-------- Provided data

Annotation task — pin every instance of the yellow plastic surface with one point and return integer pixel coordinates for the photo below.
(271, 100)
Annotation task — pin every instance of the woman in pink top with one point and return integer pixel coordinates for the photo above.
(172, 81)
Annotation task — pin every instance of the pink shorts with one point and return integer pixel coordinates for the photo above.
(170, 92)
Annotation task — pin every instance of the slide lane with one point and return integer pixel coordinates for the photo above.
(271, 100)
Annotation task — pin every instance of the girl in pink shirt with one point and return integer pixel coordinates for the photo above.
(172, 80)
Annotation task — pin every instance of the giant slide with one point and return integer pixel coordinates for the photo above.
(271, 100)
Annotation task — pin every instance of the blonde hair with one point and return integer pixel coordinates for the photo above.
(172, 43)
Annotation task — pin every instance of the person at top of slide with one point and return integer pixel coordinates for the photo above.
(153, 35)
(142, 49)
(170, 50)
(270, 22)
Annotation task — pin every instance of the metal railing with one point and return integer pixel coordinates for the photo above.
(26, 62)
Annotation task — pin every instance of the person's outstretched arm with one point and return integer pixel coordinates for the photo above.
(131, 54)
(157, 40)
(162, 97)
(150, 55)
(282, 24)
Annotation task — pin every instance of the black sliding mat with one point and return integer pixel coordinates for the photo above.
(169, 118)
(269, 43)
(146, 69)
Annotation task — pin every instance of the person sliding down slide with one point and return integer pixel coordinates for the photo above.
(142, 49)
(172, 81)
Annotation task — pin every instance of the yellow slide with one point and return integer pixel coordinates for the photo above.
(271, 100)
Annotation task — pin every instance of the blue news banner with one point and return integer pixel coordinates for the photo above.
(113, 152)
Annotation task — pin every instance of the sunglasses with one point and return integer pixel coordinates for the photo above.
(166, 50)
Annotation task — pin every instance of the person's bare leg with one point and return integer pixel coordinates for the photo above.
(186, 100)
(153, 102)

----------------

## Exercise requirements
Turn every line of the rows above into a numbered list, leaving out any blank lines.

## The completed task
1. Annotation task — pin every instance of the yellow plastic surface with one point and return integer pixel coordinates for the photo below.
2. (271, 100)
3. Annotation task — pin every instance of the woman in pink top with one point and return integer pixel coordinates for the photo above.
4. (172, 81)
5. Annotation task — pin every instance of the pink shorts with one point and return integer pixel coordinates for the photo above.
6. (170, 92)
7. Annotation task — pin every instance of the slide lane with one point and return integer pixel coordinates for the photo above.
8. (271, 100)
9. Annotation task — pin every instance of the girl in pink shirt with one point and return integer pixel coordinates for the photo above.
10. (172, 80)
11. Annotation task — pin every instance of the giant slide with one point and return integer pixel coordinates for the photo above.
12. (271, 100)
13. Annotation task — pin every instance of the blonde hair with one point and return integer pixel coordinates for the photo above.
14. (172, 43)
15. Annotation task — pin every instance of the person at top of slide with one point and return integer pixel coordinates for the photo above.
16. (153, 35)
17. (142, 49)
18. (170, 50)
19. (270, 22)
20. Annotation task — pin every instance of the metal railing with one point and return integer pixel coordinates for the photo above.
21. (26, 62)
22. Annotation task — pin every instance of the person's outstretched arm with one point and return integer pixel coordinates for the photo above.
23. (131, 54)
24. (157, 40)
25. (162, 97)
26. (150, 55)
27. (282, 24)
28. Annotation task — pin every instance of the black sliding mat with one point and return integer pixel coordinates for the photo above.
29. (169, 118)
30. (269, 43)
31. (146, 69)
32. Annotation task — pin every instance of the person sliding down slide with one point and return integer pixel coordinates for the photo above.
33. (142, 49)
34. (172, 81)
35. Annotation task — pin every instance of the yellow slide with one point and return integer pixel coordinates for the photo above.
36. (271, 100)
37. Annotation task — pin every instance of the blue news banner with one point and return integer pixel coordinates for the photo above.
38. (113, 152)
39. Annotation task — pin every instance of the sunglasses with one point and return integer pixel coordinates for the photo above.
40. (166, 50)
41. Annotation task — pin every instance of the person's bare leg with one point and return integer pixel coordinates for the photo above.
42. (186, 100)
43. (153, 102)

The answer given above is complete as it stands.